* Start Source *

# PT shirts?



## Ontario23 (6 Sep 2012)

Hey, hope this is the right section. I've searched for this, by the way, but couldn't find anything.

Anyways, recently at the gym I've been eeing some guys with grey shirt thats read ARMY, and underneath that, the  French word, ARMEE. I'm curious as to whether or not these shirts are strictly Canadian Forces shirts, issued to members who have or are currently serving. It would also tell me if these guys from my town have been members of the CF, too, because I don't know anyone from where I live who serves or has served in the CF. (at least not present day)


----------



## Lerch (6 Sep 2012)

Sounds like the cheap shirts you can buy at the Canex, which means that these guys at your gym may or may not be military, they just had to be on base at some point in time.


----------



## aesop081 (6 Sep 2012)

Lerch said:
			
		

> they just had to be on base at some point in time.



Or developed the ability to shop at surplus stores. Yup, seen them there.


----------



## Remius (6 Sep 2012)

I have the same shirt.  It was a promotional item I believe that the army had produced for recruiters to promote the army.  They gave them away essentially to prospects and such.  I could be wrong, since I have a lot of stuff from my recruiting days.  But you can find similar shirts all over the place.

* End Source *

● **Short exercise 1**
List the user names of everyone who posts in the army shirt thread.
● **Short exercise 2**
Continue the army shirt thread from where it stops.
The lines after this have no connection to the army shirt thread.

* Start Data segment *

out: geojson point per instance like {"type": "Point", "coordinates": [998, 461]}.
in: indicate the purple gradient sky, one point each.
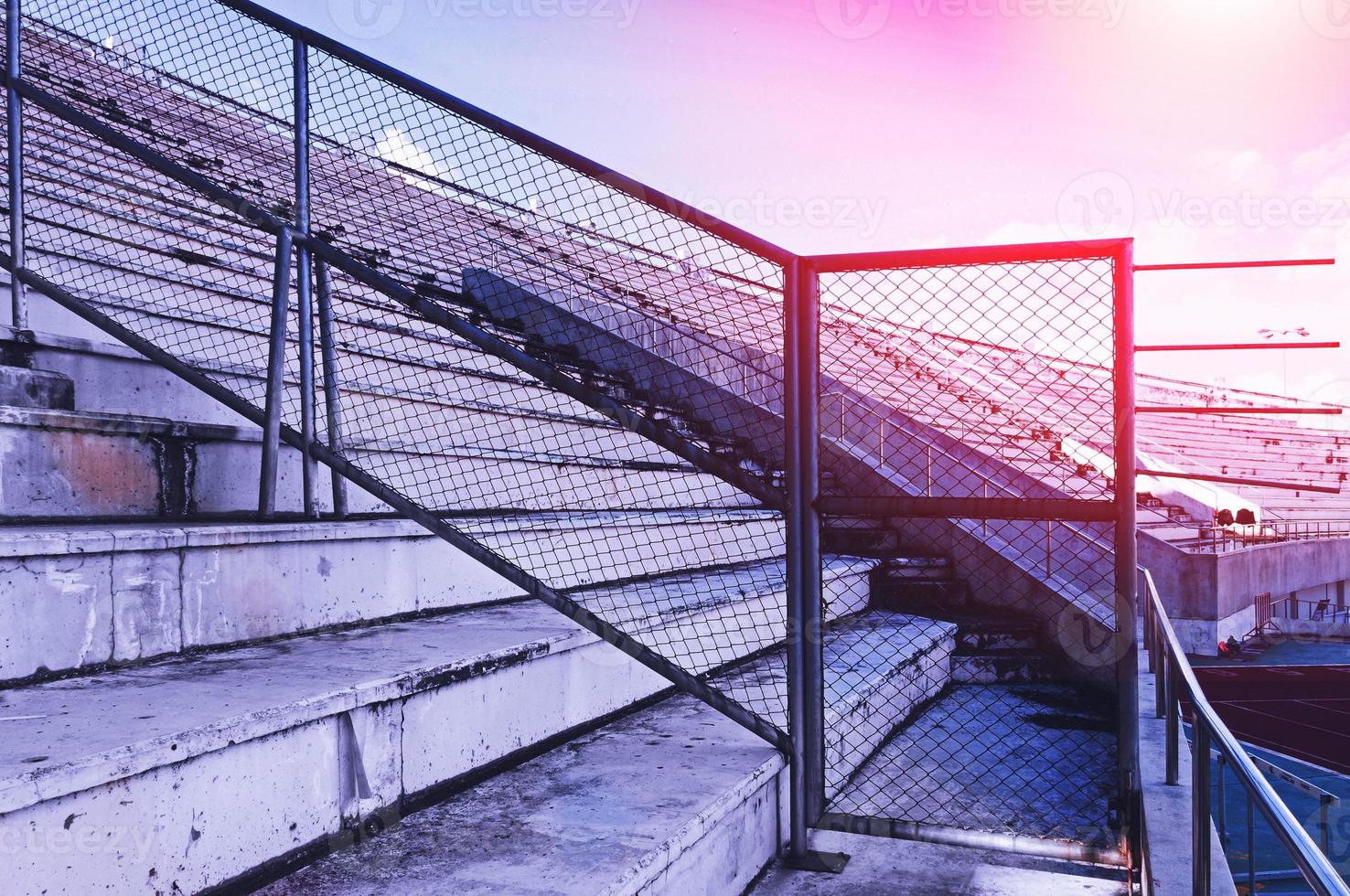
{"type": "Point", "coordinates": [1200, 127]}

* End Data segment *

● **Task result 1**
Ontario23, Lerch, aesop081, Remius

● **Task result 2**
What i can tell you is that it isn't in the scale of issued kit.  So they might not be military or they might be.


----------



## TN2IC (6 Sep 2012)

These shirts you could buy at the CANEX a few years back. I have two of my own. Too bad they are wearing out now. I personally like them.


----------



## Canadian.Trucker (6 Sep 2012)

Army?  Je ne comprends pas.  AAAHHH!!! Armee!  Je comprends!


----------



## Sigs Pig (6 Sep 2012)

Nothing says ARMY better than a shirt that looks like you have just finished (and won?) a knife fight.

Army T-shirt

ME


----------



## Haggis (6 Sep 2012)

Sigs Pig said:
			
		

> Nothing says ARMY better than a shirt that looks like you have just finished (and won?) a knife fight.
> 
> Army T-shirt
> 
> ME



"*Unfortunately, this product is no longer available.* For an alternative suggestion, contact our Fashion Advisors"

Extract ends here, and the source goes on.